● Exercise task
Convert all of the rows below into one numbered list, skipping blank lines and leaving out the pictures.

● Dataset entries
───
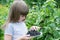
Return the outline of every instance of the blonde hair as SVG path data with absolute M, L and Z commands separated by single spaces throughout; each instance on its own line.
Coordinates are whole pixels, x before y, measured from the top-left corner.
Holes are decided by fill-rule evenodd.
M 28 12 L 29 8 L 27 7 L 24 1 L 14 1 L 10 7 L 8 19 L 6 23 L 3 25 L 3 28 L 5 28 L 10 22 L 18 22 L 20 15 L 26 16 Z

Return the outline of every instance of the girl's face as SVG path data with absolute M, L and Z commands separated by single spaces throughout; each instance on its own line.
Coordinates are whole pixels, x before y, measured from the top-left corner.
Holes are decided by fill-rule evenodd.
M 25 15 L 20 15 L 19 22 L 25 21 L 26 16 Z

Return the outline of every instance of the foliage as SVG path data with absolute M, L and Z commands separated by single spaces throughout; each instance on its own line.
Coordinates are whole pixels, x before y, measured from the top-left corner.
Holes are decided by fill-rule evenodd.
M 33 6 L 26 19 L 27 26 L 41 26 L 42 35 L 33 40 L 60 40 L 60 13 L 54 0 L 47 0 L 40 6 Z M 58 34 L 58 35 L 57 35 Z
M 5 22 L 10 3 L 13 0 L 0 0 L 0 26 Z M 42 34 L 33 40 L 60 40 L 60 9 L 56 8 L 54 0 L 25 0 L 30 6 L 26 18 L 26 25 L 40 26 Z M 2 5 L 3 4 L 3 5 Z M 3 18 L 3 19 L 2 19 Z M 0 39 L 3 40 L 3 31 L 0 29 Z

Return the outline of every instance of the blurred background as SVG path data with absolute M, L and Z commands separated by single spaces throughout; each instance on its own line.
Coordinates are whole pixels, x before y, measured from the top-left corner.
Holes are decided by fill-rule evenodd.
M 4 40 L 1 26 L 5 23 L 14 0 L 0 0 L 0 40 Z M 29 6 L 26 25 L 40 26 L 39 37 L 33 40 L 60 40 L 60 0 L 24 0 Z

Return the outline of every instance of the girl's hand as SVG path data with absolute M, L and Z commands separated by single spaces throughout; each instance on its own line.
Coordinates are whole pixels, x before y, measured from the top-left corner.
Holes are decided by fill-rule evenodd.
M 30 30 L 39 30 L 40 29 L 40 27 L 38 27 L 38 26 L 32 26 L 31 28 L 30 28 Z
M 25 35 L 25 36 L 18 38 L 17 40 L 30 40 L 30 39 L 31 39 L 30 36 Z

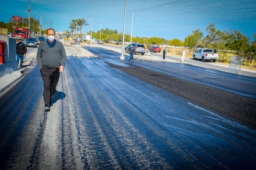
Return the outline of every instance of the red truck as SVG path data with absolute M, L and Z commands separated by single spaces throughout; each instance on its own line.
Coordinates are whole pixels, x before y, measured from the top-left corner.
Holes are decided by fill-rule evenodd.
M 14 29 L 15 32 L 12 34 L 12 37 L 16 39 L 27 39 L 32 36 L 31 30 L 27 28 L 16 27 Z

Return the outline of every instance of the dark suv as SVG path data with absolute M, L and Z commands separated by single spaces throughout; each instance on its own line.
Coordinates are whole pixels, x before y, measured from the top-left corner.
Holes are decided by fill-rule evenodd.
M 137 44 L 137 43 L 131 43 L 129 44 L 128 46 L 126 47 L 125 52 L 129 53 L 130 53 L 130 46 L 132 45 L 134 48 L 134 54 L 140 53 L 142 55 L 145 54 L 145 46 L 142 44 Z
───
● Solution to the problem
1. Return the outline of every instance of the blonde hair as SVG path data with absolute M, L and Z commands separated by single spaces throughout; each instance on its own line.
2. Coordinates are whole pixels, x before y, measured from the top-left corner.
3. Holes are decided by fill-rule evenodd.
4. M 28 12 L 29 8 L 27 7 L 24 1 L 14 1 L 10 7 L 8 19 L 6 23 L 3 25 L 3 28 L 5 28 L 10 22 L 18 22 L 20 15 L 26 16 Z
5. Return the outline of every instance of the girl's face as SVG path data with absolute M, L and Z commands separated by single spaces throughout; each instance on its own line.
6. Coordinates are whole pixels, x before y, measured from the top-left corner.
7. Holes are decided by fill-rule evenodd.
8. M 25 15 L 20 15 L 19 22 L 25 21 L 26 16 Z
9. Return the outline of every instance of the foliage as SVG path data with absolute M, L and Z commands separated by single spaces throughout; each instance on its own line.
10. Coordinates are whole pixels, x before y, measured from the top-left corner.
11. Holes are decided by fill-rule evenodd.
12. M 33 6 L 26 19 L 27 26 L 41 26 L 42 35 L 33 40 L 60 40 L 60 13 L 54 0 L 47 0 L 40 6 Z M 58 34 L 58 35 L 57 35 Z
13. M 5 22 L 10 3 L 13 0 L 0 0 L 0 26 Z M 42 34 L 33 40 L 60 40 L 60 9 L 56 8 L 54 0 L 25 0 L 30 6 L 26 18 L 26 25 L 40 26 Z M 2 5 L 3 4 L 3 5 Z M 3 18 L 3 19 L 2 19 Z M 0 39 L 3 40 L 3 31 L 0 29 Z
14. Return the outline of every instance of the blurred background as SVG path data with absolute M, L and Z commands separated by single spaces throughout; each instance on its own line.
15. Coordinates are whole pixels, x before y, measured from the top-left corner.
16. Holes are decided by fill-rule evenodd.
17. M 4 40 L 1 26 L 5 23 L 14 0 L 0 0 L 0 40 Z M 29 6 L 26 25 L 40 26 L 39 37 L 33 40 L 60 40 L 60 0 L 24 0 Z
18. Return the outline of every instance of the girl's hand as SVG path data with absolute M, L and Z commands separated by single spaces throughout; each instance on its own line.
19. Coordinates are whole pixels, x before y, measured from the top-left corner.
20. Holes are decided by fill-rule evenodd.
21. M 30 30 L 39 30 L 40 29 L 40 27 L 38 27 L 38 26 L 32 26 L 31 28 L 30 28 Z
22. M 25 35 L 25 36 L 18 38 L 17 40 L 30 40 L 30 39 L 31 39 L 30 36 Z
23. Return the outline of every instance of the red truck as SVG path data with absolute M, L and Z commands separated by single spaces throughout; each instance on its own line.
24. Coordinates are whole pixels, x before y, measured from the top-left corner.
25. Holes are decided by fill-rule evenodd.
26. M 14 29 L 15 32 L 12 34 L 12 37 L 16 39 L 27 39 L 32 36 L 31 30 L 27 28 L 16 27 Z
27. Return the outline of every instance of the dark suv as SVG path data with absolute M, L and Z commands separated by single spaces throughout; each instance on its own line.
28. Coordinates are whole pixels, x before y, measured from the top-left corner.
29. Holes are decided by fill-rule evenodd.
30. M 137 44 L 137 43 L 131 43 L 129 44 L 128 46 L 126 47 L 125 52 L 129 53 L 130 53 L 130 46 L 132 45 L 134 48 L 134 54 L 140 53 L 142 55 L 145 54 L 145 46 L 142 44 Z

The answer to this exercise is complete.